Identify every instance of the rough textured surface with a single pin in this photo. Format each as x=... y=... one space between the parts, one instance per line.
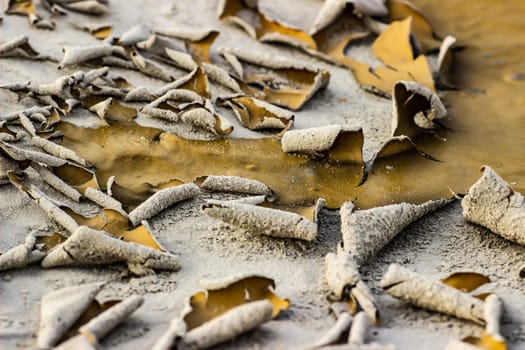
x=423 y=292
x=341 y=273
x=366 y=232
x=491 y=202
x=229 y=325
x=21 y=255
x=162 y=200
x=60 y=309
x=271 y=222
x=87 y=247
x=97 y=328
x=435 y=245
x=234 y=184
x=310 y=140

**Direction**
Express the entries above as a JSON list of strings, one string per line, with blank lines and the pictures left out.

**Solution for this exercise**
[
  "Identify every instance of the rough textured surface with a single pin in this photo. Format each as x=... y=... one space between the parts, one instance per line.",
  "x=423 y=292",
  "x=341 y=273",
  "x=366 y=232",
  "x=491 y=202",
  "x=229 y=325",
  "x=21 y=255",
  "x=162 y=200",
  "x=60 y=309",
  "x=271 y=222",
  "x=87 y=247",
  "x=97 y=328",
  "x=435 y=245",
  "x=234 y=184",
  "x=310 y=140"
]